INSTRUCTIONS FOR THE TASK = Could you reproduce, word for word, the lines from the one containing "Mark the innermost point of each instance of the white painted" through the last line, both ends included?

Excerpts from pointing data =
################
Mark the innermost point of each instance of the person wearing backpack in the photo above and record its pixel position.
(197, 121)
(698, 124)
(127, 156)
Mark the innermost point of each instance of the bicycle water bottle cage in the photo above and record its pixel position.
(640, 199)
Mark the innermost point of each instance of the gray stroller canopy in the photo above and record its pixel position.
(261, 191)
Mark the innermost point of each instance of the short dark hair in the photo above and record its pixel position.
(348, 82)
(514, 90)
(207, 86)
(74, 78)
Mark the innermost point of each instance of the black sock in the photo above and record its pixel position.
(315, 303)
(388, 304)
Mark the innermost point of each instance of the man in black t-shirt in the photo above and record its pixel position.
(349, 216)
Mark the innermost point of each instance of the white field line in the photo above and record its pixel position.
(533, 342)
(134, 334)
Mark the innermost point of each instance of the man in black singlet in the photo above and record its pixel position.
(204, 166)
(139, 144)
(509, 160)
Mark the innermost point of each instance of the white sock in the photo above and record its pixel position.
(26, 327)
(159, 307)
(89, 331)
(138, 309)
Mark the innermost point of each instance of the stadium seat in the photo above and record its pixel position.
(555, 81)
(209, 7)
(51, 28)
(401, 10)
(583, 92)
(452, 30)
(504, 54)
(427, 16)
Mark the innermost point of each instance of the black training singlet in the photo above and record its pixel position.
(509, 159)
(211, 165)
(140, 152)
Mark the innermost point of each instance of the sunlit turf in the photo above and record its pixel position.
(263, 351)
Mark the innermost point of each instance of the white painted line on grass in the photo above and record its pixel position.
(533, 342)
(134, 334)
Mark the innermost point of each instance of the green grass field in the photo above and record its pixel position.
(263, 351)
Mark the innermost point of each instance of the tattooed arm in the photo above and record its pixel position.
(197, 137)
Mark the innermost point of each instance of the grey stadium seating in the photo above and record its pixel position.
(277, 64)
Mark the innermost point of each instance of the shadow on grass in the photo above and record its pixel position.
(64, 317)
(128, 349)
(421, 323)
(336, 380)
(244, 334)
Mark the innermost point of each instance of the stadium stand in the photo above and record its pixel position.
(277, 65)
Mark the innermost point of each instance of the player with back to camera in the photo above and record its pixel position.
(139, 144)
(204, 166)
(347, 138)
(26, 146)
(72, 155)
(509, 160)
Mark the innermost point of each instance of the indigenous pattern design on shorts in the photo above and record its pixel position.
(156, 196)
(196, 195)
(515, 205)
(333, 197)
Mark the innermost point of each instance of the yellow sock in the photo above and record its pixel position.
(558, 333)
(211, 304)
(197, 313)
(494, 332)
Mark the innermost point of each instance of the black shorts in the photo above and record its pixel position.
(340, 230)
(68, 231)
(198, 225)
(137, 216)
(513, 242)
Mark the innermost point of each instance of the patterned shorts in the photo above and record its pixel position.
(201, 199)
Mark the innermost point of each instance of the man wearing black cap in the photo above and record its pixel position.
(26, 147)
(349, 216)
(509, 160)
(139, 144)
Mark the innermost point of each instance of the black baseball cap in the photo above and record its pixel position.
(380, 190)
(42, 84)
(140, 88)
################
OUTPUT OF THE EXERCISE =
Mark the innermost point of each instance of the white painted line on grass in the photo above and record its pixel position.
(533, 342)
(134, 334)
Mark the innermost point of each instance of the green grass field in the photo above and record its pixel position.
(263, 351)
Mark the innermost point of each instance of the tattooed arm in the photo above and record its pixel position.
(197, 137)
Mark the innermost point of each instance of the grey stadium seating in the photo above and record its pixel position.
(277, 64)
Mark the innermost point of each instance of the shadow on grass in the photo above and record its pixel position.
(64, 317)
(128, 349)
(421, 323)
(336, 380)
(244, 334)
Mark the innermost point of each instance of the stadium stand in the photo above and record its pixel position.
(277, 65)
Mark the innermost point of each instance of the player with back to camera in the photo above and record its pixel position.
(139, 144)
(204, 166)
(347, 138)
(26, 146)
(72, 155)
(509, 160)
Mark the innermost point of each instance of the indigenous pattern design on shorts in the photo above and record its pixel position.
(156, 196)
(196, 195)
(515, 205)
(333, 197)
Mark the innermost point of each instance of the yellow sock in the photo above and record its pixel position.
(558, 333)
(211, 304)
(197, 313)
(494, 332)
Mark the innermost point of each instance of the black shorts in the photo above and record its pixel position.
(340, 230)
(68, 231)
(198, 225)
(137, 216)
(513, 242)
Mark the innermost point of each instance of the patterned shorts in the photo above and record its pixel position.
(201, 199)
Mark the innermost point of each instance of the man wearing black cap in the photo above and record its pixel position.
(26, 147)
(349, 216)
(509, 160)
(139, 144)
Mark the innermost point of each instance of the black baseball cap in the photo above and record its pixel position.
(380, 190)
(42, 84)
(140, 88)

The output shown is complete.